• [Task set]:
• 1. In the news story on HIV among Latinos, where was the community dinner held?
• 2. Proceed with the news story on HIV among Latinos by writing what follows its final sentence.

• [Given passage]:
EDITOR'S NOTE: An earlier version of this story used the incorrect headline, "1 in every 4 Latinos are HIV positive and don’t even know it," which is obviously inaccurate. According to the CDC, one in six Latinos with HIV don't know it, and one in four Latino gay or bisexual men are at risk for HIV in their lifetime. KGUN 9 has corrected the story and regrets the error.
TUCSON, Ariz. -- One in every six Latinos who are HIV positive do not know their status, according to the Centers for Disease Control.
Now the community is opening up the conversation about its effects and what we can all do to prevent it.
A community dinner was hosted at Culinary Dropout Tuesday evening as part of National Latino Aids Awareness Day.
Local leaders debunked myths surrounding HIV and AIDS in an effort to help end the stigma.
Cesar Egurrola, the Clinical Coordinator at the Peterson HIV Clinic says, medical advancements have made things a lot easier for people living with HIV.
“HIV is not a death sentence,” added Egurrola.
In fact, nowadays, if you test positive for HIV, you can live a normal life with treatment, but you have to get tested.
“Every person who is HIV positive, if they were taking medications, they wouldn’t be able to pass the virus to other people,” Egurrola told KGUN9.
In Pima County 3,300 people are living with HIV and there’s about 30 new infections every year. But given medical advances, why are HIV diagnosis on the rise, especially in the hispanic community?
“We don’t want to talk about gay sex in Hispanic families. We don’t want to talk about sex at all,” said Egurrola
As a result, Egurrola says HIV becomes stigmatized. A reason behind why health experts wanted to host a dinner to separate fact from fiction.

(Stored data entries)
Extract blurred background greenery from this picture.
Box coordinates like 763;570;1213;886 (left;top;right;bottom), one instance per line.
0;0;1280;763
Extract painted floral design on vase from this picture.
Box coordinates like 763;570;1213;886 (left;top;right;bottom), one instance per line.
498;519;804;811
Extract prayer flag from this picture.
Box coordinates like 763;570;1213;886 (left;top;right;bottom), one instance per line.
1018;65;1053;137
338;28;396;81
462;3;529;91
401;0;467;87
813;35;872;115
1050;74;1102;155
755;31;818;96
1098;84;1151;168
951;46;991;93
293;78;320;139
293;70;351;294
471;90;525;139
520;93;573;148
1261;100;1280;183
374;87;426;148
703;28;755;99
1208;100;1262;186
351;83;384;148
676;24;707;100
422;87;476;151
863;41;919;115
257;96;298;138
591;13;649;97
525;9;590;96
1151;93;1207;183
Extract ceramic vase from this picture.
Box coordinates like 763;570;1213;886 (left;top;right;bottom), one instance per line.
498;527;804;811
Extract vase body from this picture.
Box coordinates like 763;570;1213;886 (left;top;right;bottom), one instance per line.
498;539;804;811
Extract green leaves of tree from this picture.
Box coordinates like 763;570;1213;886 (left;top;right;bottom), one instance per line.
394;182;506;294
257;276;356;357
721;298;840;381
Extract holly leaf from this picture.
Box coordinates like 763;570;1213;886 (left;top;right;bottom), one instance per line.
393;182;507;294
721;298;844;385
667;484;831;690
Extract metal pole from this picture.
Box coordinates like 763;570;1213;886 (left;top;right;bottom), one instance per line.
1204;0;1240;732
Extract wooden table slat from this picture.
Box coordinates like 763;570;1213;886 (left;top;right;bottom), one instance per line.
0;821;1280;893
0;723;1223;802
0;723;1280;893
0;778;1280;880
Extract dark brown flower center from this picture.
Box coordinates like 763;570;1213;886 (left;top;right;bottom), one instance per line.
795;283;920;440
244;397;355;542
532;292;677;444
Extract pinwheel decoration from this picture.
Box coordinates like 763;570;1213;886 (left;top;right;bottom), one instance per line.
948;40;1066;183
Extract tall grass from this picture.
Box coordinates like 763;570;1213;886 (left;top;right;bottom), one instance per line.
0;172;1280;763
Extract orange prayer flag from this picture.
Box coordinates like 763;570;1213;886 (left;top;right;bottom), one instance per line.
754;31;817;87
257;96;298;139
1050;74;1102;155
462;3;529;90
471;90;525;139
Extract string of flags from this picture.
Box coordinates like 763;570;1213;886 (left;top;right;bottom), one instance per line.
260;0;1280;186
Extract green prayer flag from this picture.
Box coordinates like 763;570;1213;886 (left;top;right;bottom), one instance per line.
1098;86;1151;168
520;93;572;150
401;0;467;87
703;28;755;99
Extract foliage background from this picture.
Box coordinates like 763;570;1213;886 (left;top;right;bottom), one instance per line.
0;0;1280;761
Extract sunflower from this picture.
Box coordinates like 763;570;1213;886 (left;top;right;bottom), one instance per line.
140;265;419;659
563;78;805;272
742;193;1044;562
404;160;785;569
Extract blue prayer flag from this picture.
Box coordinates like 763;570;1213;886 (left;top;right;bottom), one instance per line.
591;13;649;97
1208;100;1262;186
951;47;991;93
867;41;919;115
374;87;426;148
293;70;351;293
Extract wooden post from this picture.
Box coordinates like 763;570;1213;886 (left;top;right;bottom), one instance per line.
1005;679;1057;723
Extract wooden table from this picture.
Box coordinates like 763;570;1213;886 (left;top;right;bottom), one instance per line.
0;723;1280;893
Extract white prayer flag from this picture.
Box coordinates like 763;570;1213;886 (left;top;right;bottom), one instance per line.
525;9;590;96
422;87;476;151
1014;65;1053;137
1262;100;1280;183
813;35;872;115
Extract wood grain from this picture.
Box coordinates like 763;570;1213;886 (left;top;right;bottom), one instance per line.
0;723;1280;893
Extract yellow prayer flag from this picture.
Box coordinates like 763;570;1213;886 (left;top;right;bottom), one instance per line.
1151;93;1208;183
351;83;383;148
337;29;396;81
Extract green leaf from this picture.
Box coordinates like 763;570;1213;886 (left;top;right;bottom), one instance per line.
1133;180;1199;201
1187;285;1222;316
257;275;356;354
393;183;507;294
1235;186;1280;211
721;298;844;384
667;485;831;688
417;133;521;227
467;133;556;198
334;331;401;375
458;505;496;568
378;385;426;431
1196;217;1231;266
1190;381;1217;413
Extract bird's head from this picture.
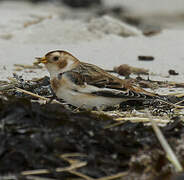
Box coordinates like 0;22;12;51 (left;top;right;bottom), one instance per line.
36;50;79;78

• [Task-by-task outputs]:
• 1. At Culinary Dropout.

• 2.
- It’s so expensive to get treatment
- HIV can be transmitted through sweat
- HIV can be transmitted through a hug
- HIV can be transmitted if you share utensils
- Only same sex couples have HIV
In order for the virus to be transmitted it would have to be through someone who is not on their meds and through blood contact, semen, or vaginal fluids.
Erika Solis, the Program Manager at El Rio Community Hospital, tells KGUN9 people in heterosexual relationships, single males, and single females can all test positive for HIV.
“HIV does not discriminate. Anyone can test HIV positive if they are not taking preventative steps or are under treatment.”
Debunking these myths is only half of it. Egurrola says spreading the facts, getting tested at least every six months, and being prepared helps break the stigma.
“So PREP, people can take a pill once a day that prevents HIV and PEP is for if you’ve been exposed to HIV, you can take medication for 28 days that would prevent an infection,” he added.
If a person tests positive for HIV, the virus can go undetected within 30 days-- with treatment. Which means there is no way to transmit HIV to a partner.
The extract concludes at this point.